■ **What you need to do**:
**A)** According to the article on the Merced River trout, how many adult rainbow trout were rescued in the summer of 2014?
**B)** Reproduce the portion of the article on the Merced River trout between "The California Department" and "in Merced County.", inclusive.

■ **Text**:
----------

The California Department of Fish and Wildlife (CDFW) on Friday plans to release approximately 600 rainbow trout that were rescued from the lower Merced River a year and a half ago.
In the summer of 2014, water flowing from Lake McClure was too warm for these fish in the Merced River to survive and emergency action was taken to rescue 60 adult rainbow trout from the river between Crocker-Huffman Dam and the Snelling Road Bridge in Merced County.
“As a general rule, CDFW does not normally rescue fish unless they are a threatened or endangered species,” said Greg Kollenborn, CDFW Senior Hatchery Manager. “In this case, the drought forced us to take action to preserve an important species in Central California.”
The fish were transferred to CDFW’s Merced River Fish Hatchery near Snelling and housed in temperature-controlled fish-rearing tanks that were purchased with emergency drought funds made available by the Legislature and Governor. Keeping the fish in these tanks was also a precautionary measure to prent the spread of disease to fish in the hatchery.
CDFW originally intended to release the fish in the winter of 2014 but the ongoing drought and high water temperatures forced a delay of the release. The fish remained in the hatchery for an extra year, where they spawned and produced hundreds of offspring.
“In 18 months we went from 60 to 600 fish,” said Kollenborn. “Releasing them now will give local anglers a great opportunity to catch some nice fish this summer.”
Once the fish are released, CDFW scientists will monitor and survey the river to monitor the health of the trout populations.

----------

■ **Data excerpts**:
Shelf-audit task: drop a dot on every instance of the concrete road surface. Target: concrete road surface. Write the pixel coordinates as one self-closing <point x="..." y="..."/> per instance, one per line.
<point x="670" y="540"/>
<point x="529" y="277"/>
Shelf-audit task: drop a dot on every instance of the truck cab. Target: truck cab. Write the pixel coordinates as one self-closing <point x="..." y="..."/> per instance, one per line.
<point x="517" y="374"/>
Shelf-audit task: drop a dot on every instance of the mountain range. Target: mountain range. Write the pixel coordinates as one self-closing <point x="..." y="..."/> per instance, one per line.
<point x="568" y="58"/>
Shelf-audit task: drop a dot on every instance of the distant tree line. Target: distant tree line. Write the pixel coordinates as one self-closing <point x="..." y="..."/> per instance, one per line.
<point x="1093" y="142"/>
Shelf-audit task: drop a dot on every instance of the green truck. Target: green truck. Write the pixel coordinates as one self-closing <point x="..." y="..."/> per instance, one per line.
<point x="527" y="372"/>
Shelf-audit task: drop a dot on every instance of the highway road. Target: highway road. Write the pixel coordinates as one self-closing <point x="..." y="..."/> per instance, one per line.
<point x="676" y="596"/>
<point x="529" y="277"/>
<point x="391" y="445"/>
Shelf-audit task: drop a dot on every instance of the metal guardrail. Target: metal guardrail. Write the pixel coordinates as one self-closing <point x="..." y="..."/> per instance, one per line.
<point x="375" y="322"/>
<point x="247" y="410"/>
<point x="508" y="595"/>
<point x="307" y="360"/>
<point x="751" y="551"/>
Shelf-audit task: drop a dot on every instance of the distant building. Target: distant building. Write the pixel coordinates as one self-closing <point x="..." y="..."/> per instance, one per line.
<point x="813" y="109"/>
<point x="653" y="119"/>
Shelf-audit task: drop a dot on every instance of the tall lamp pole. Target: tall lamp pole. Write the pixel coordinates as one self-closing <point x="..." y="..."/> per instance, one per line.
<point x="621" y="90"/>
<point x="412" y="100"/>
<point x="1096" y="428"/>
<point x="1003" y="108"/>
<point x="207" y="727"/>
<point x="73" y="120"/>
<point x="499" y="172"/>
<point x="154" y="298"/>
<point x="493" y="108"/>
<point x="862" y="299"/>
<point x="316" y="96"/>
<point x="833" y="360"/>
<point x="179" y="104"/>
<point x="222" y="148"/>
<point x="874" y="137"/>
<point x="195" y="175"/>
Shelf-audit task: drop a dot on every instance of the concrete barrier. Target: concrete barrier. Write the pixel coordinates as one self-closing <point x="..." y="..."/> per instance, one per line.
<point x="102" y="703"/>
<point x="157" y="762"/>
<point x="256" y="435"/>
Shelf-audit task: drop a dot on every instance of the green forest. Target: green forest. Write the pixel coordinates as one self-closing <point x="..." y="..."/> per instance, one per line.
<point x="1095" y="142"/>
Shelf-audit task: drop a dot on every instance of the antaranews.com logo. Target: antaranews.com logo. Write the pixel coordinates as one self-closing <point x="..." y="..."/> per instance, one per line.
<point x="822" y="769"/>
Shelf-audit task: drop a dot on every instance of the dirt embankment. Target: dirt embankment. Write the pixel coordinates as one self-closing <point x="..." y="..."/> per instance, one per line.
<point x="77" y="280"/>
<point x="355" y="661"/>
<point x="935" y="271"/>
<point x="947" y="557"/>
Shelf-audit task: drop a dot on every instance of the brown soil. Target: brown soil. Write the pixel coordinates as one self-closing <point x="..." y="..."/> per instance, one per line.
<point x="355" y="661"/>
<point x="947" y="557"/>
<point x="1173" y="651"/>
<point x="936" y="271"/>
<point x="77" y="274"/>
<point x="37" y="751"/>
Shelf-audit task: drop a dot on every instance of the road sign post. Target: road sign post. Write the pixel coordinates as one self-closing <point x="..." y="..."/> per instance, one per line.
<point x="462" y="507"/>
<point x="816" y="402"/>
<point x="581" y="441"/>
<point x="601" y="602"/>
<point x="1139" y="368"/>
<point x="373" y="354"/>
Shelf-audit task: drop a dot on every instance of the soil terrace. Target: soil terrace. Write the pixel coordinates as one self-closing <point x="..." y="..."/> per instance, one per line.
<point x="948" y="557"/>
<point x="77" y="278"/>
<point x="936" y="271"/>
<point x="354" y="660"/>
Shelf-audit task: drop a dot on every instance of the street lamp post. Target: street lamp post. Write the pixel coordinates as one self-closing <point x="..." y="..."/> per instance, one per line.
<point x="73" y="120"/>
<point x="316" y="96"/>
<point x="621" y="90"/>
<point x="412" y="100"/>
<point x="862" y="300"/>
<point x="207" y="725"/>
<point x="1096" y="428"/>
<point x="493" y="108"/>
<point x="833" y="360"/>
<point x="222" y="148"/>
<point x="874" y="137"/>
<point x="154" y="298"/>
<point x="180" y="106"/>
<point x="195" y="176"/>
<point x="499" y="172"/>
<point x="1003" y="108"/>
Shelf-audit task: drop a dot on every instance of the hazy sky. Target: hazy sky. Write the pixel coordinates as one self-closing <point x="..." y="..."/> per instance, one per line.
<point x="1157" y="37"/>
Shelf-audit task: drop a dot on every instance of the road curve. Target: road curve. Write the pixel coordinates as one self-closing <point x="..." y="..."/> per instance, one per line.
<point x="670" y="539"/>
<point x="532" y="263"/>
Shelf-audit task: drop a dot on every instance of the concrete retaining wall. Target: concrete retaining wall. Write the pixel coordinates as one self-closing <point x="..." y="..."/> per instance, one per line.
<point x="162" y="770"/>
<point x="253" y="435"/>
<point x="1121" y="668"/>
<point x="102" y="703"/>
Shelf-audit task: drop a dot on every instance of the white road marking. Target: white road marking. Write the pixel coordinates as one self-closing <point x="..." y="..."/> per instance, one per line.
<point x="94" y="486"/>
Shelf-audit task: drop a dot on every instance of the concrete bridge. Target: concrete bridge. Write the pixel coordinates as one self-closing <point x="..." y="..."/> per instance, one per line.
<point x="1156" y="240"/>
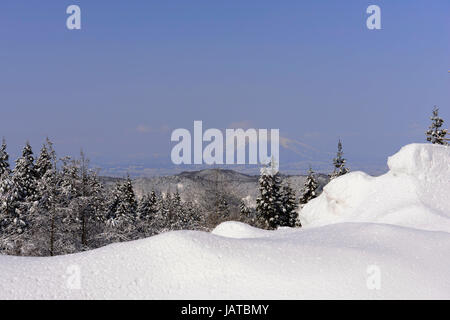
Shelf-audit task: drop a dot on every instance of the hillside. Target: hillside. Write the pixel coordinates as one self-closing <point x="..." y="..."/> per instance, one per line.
<point x="385" y="237"/>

----------

■ **Answers for this exercise**:
**A)** 60 adult rainbow trout.

**B)**
The California Department of Fish and Wildlife (CDFW) on Friday plans to release approximately 600 rainbow trout that were rescued from the lower Merced River a year and a half ago.
In the summer of 2014, water flowing from Lake McClure was too warm for these fish in the Merced River to survive and emergency action was taken to rescue 60 adult rainbow trout from the river between Crocker-Huffman Dam and the Snelling Road Bridge in Merced County.